(Collected data)

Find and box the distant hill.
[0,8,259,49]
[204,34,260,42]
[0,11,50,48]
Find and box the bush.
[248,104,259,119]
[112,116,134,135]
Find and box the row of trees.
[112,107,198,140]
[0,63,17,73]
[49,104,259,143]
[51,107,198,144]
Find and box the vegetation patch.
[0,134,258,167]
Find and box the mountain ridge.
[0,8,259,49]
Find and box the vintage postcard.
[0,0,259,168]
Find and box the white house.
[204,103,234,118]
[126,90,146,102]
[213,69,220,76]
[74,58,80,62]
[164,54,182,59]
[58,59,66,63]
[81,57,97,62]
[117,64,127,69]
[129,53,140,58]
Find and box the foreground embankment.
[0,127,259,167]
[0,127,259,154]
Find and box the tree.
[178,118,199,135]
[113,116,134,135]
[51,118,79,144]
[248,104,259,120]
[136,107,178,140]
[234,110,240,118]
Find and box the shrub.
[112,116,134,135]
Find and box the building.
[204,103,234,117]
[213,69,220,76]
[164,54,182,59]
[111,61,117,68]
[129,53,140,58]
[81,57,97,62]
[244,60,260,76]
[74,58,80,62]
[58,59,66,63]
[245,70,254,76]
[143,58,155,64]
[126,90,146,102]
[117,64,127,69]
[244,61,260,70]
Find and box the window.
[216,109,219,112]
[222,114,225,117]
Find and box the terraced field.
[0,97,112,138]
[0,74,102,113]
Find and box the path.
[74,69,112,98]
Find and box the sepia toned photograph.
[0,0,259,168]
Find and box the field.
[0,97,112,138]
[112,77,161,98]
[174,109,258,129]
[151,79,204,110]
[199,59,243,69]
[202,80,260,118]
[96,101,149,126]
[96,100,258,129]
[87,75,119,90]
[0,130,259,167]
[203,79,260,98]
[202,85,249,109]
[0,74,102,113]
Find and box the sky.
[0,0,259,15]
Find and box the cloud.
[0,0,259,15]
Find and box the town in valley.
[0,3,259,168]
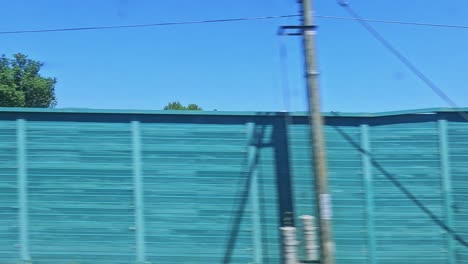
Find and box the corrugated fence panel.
[26,121,135,263]
[0,120,18,263]
[257,130,282,264]
[448,121,468,263]
[290,124,368,264]
[289,124,315,220]
[141,123,254,264]
[325,126,368,264]
[0,108,466,263]
[370,121,446,263]
[289,124,316,261]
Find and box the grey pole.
[298,0,335,263]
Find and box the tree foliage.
[163,101,202,110]
[0,53,57,107]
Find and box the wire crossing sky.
[0,0,467,112]
[2,14,468,35]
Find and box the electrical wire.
[278,36,292,113]
[2,13,468,35]
[336,0,468,248]
[315,14,468,30]
[276,3,468,251]
[277,33,296,138]
[337,1,468,122]
[0,15,300,35]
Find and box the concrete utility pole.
[299,0,335,263]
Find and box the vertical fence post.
[360,124,375,264]
[247,122,263,264]
[438,119,455,264]
[280,227,299,264]
[132,121,146,263]
[17,119,31,263]
[300,215,318,261]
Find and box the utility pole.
[299,0,335,263]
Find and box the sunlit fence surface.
[1,107,467,264]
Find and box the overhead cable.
[2,13,468,35]
[0,15,300,35]
[337,0,468,122]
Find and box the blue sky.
[1,0,467,112]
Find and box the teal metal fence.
[0,107,467,264]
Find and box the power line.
[2,13,468,35]
[335,0,468,248]
[278,36,292,112]
[337,1,468,122]
[0,15,300,35]
[315,14,468,30]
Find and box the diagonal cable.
[337,0,468,122]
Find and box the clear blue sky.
[1,0,467,112]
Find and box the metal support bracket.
[278,25,317,36]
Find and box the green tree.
[0,53,57,107]
[163,101,202,110]
[186,103,203,110]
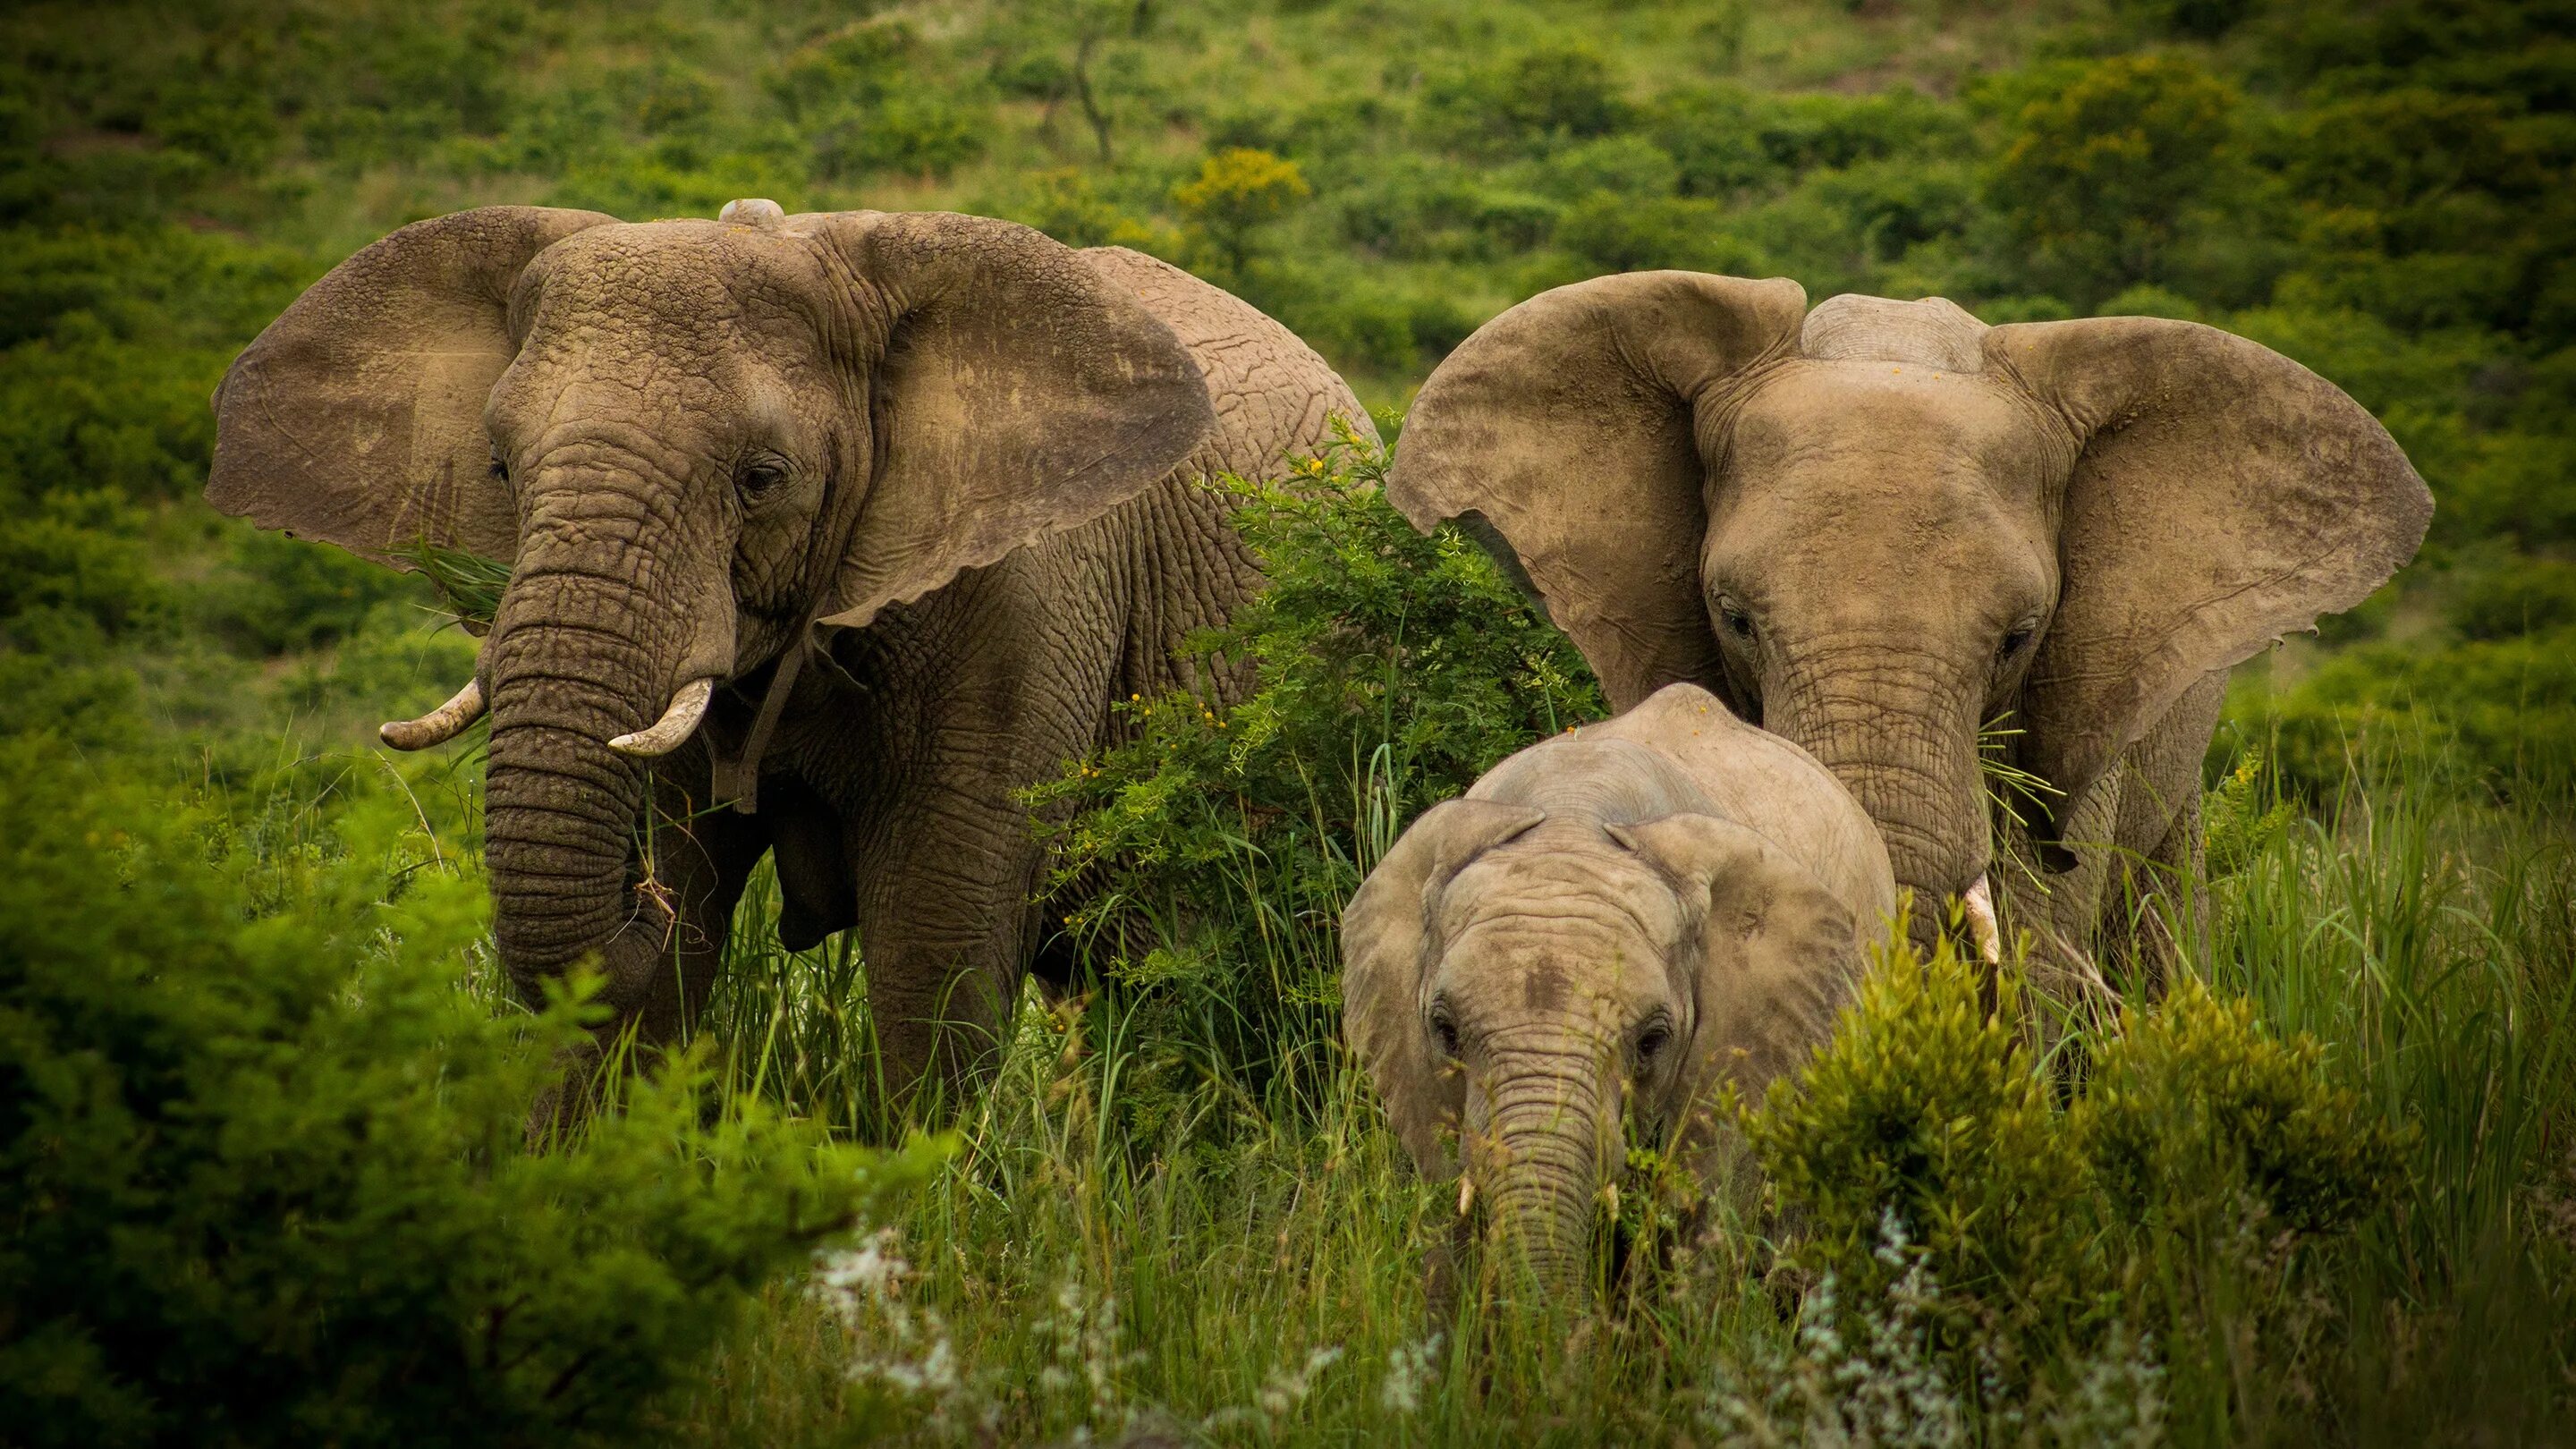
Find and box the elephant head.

### WHAT YOU SHOULD DO:
Please write out exactly the lines starting at the one that contains "Find and box the green tree." and ending with the final line of the entries, both ends included. Do not write out any pictures.

### TASK OUTPUT:
Find and box the green tree.
[0,53,57,107]
[163,101,202,110]
[186,103,203,110]
Find and box the elephant head.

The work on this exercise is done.